[EXERCISE GOAL]
Format all of the material below as a numbered list with no blank lines, and leave the pictures out.
━━ TASK MATERIAL ━━
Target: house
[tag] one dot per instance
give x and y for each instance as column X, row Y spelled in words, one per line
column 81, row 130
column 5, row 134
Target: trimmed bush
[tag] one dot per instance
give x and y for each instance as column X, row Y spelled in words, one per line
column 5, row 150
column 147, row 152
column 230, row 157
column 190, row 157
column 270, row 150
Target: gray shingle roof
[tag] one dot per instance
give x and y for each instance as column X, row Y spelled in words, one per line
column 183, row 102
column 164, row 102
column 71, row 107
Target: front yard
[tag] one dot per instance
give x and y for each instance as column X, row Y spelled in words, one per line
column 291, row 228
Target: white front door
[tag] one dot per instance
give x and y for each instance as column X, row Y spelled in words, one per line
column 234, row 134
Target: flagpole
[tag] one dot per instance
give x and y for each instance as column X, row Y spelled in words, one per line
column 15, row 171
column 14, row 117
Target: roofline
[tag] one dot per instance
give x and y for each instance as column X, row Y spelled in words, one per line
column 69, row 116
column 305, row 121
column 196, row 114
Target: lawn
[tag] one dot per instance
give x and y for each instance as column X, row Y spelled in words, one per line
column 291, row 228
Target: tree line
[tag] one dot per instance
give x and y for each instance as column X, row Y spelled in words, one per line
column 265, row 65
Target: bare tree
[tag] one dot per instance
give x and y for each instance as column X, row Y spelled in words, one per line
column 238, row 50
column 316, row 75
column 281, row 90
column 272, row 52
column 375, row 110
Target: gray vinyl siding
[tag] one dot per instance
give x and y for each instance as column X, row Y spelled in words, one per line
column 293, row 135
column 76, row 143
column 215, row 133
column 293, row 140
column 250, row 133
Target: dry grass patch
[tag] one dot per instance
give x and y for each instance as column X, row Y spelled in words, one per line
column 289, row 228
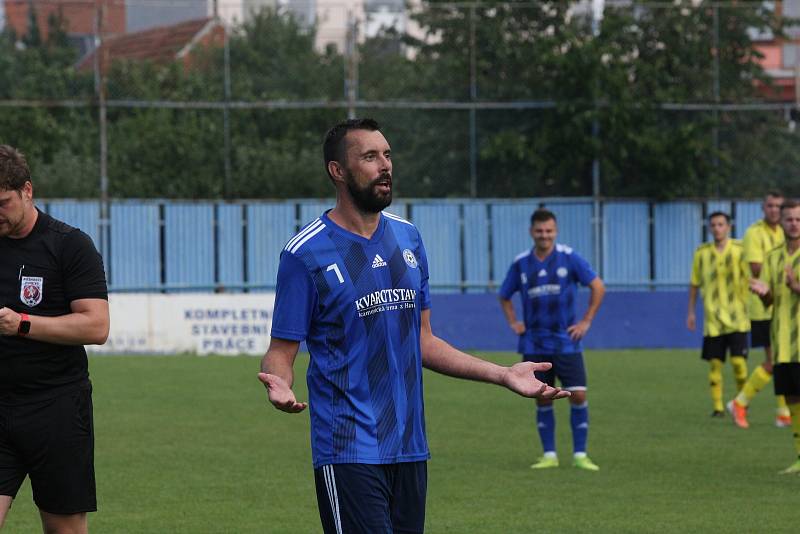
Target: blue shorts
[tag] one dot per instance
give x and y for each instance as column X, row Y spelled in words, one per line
━━━
[WORKED SOLUTION]
1. Target: house
2. [tag] one dot per instance
3. give x and y for each instance as column X, row Y spelled in words, one per line
4. column 81, row 130
5. column 5, row 134
6. Target: trimmed bush
7. [tag] one dot per instance
8. give x and y for each instance as column X, row Y spelled in words, one per line
9. column 5, row 150
10. column 147, row 152
11. column 230, row 157
12. column 190, row 157
13. column 270, row 150
14. Target: gray shingle roof
15. [tag] one dot per instance
16. give x and y for each instance as column X, row Y spelled in words, one per line
17. column 183, row 102
18. column 164, row 102
19. column 71, row 107
20. Target: front yard
21. [tag] one dot per instance
22. give x and y for each instance as column X, row Y spelled in words, one per line
23. column 291, row 228
24. Target: white front door
25. [tag] one dot per instance
26. give x and y for each instance as column X, row Y spelled in words, one per line
27. column 234, row 134
28. Target: flagpole
29. [tag] one dot per instance
30. give x and y for each instance as column X, row Y spelled in words, one per line
31. column 15, row 171
32. column 14, row 117
33. Target: roofline
34. [tag] one dot per instance
35. give x and y for each instance as column X, row Y spelled in words, one per line
36. column 69, row 116
37. column 305, row 121
38. column 196, row 114
39. Target: lawn
40. [tag] one dot per instance
41. give x and y for each instance as column X, row Y spelled in words, one per line
42. column 291, row 228
43. Target: tree line
44. [tag] one dot per instance
45. give x and y for each instance as column X, row Y spelled in words, one per line
46. column 265, row 65
47. Target: bare tree
48. [tag] one dot per instance
49. give x and y for each instance as column X, row Y spelled in words, one per line
50. column 238, row 50
51. column 316, row 75
52. column 281, row 90
53. column 272, row 52
54. column 375, row 110
55. Target: gray vinyl siding
56. [tag] one dot per instance
57. give x and y for each instance as column X, row Y spelled in words, one per line
58. column 293, row 135
59. column 76, row 143
60. column 215, row 133
61. column 293, row 140
62. column 250, row 133
63. Target: dry grass patch
64. [tag] one dot per instance
65. give x and y for each instance as column X, row Y spelled in words, one per line
66. column 289, row 228
67. Target: blue shorts
68. [tag] one dot per instance
69. give x and y for each instance as column X, row Y spelled in words, one per line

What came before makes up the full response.